● Set exercise A:
In the drillstring vibration text, repeat the passage from "Once the location" up to and including "to optimize drilling and drillstring performance.", substituting "bit type" for "mud properties".
● Set exercise B:
According to the drillstring vibration text, what are the sidebands used to determine in the second embodiment?
● Set exercise C:
Name every quantity that, according to the drillstring vibration text, the minimum and maximum rotary speeds of a BHA component are determined as a function of.

● Extracted text:
● ● ● ●
Once the location of the drillstring vibration is determined, appropriate action such as changing drilling parameters, for example, weight-on-bit (WOB) or mud properties may be taken to optimize drilling and drillstring performance.

In a second embodiment of this invention, the sidebands are used to determine the rotary speed of BHA components. Using the method of this second embodiment, minimum and maximum rotary speeds of a given BHA component is determined as a function of the excitation frequency, the frequency of torsional oscillation and the modulation index. Once the minimum and maximum rotary speeds of the BHA components are determined, adjustments can be made to alter the rotary speed of the drillstring and thereby enhance or optimize drilling and drillstring performance. This method is particularly well suited for use in those applications where torsional oscillations are not recognizable in the time domain, but are better recognized in the frequency domain.

The above-described and other features and advantages of the present invention will be appreciated and understood by those skilled in the art from the following detailed description and drawings.

Referring now to the drawings, wherein like elements are numbered alike in the several FIGURES:

FIG. 1 is a graphical depiction for a drillstring, showing frequency modulation of the signal from a vibration source;

FIG. 2 is a graphical depiction for a drillstring showing, in the frequency domain, sidebands being present around the detected excitation frequency;

FIG. 3 is a plot of amplitude vs frequency for a drillstring for discriminating between downhole and surface vibrations;

FIG. 4 is a cross-sectional schematic side elevation view of a drillstring vibration measurement sub;

FIG. 5 is a graph depicting frequency vs amplitude for data set at 25 Hz; and

FIG. 6 is a graph depicting amplitude vs frequency for the time domain data set of FIG. 5.
● ● ● ●
● Available data:
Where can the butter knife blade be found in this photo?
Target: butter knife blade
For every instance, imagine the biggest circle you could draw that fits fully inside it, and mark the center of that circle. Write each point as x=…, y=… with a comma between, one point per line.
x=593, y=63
● ● ● ●
● Task solution A:
Once the location of the drillstring vibration is determined, appropriate action such as changing drilling parameters, for example, weight-on-bit (WOB) or bit type may be taken to optimize drilling and drillstring performance.

● Task solution B:
The rotary speed of BHA components.

● Task solution C:
- The excitation frequency
- The frequency of torsional oscillation
- The modulation index